> **Exercise objective**
Pull every line of text from the listing below and reproduce each one word for word, leaving out the pictures.

— Start of Given data —

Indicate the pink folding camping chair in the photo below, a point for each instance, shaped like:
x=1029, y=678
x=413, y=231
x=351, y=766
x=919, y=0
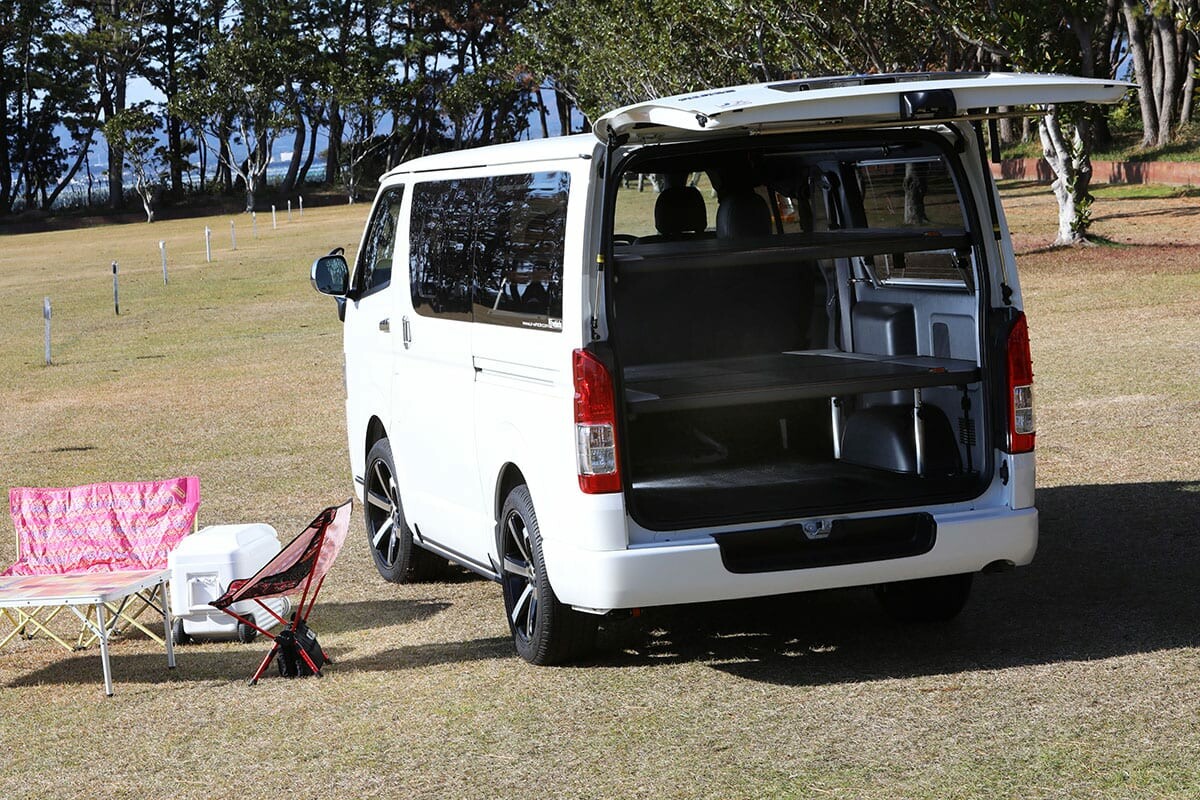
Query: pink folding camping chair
x=101, y=548
x=301, y=566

— End of Given data —

> **Solution**
Indicate the pink folding camping chair in the photo below, a point for each instance, shaped like:
x=1029, y=678
x=413, y=231
x=351, y=766
x=919, y=0
Query: pink folding camping chair
x=101, y=548
x=301, y=566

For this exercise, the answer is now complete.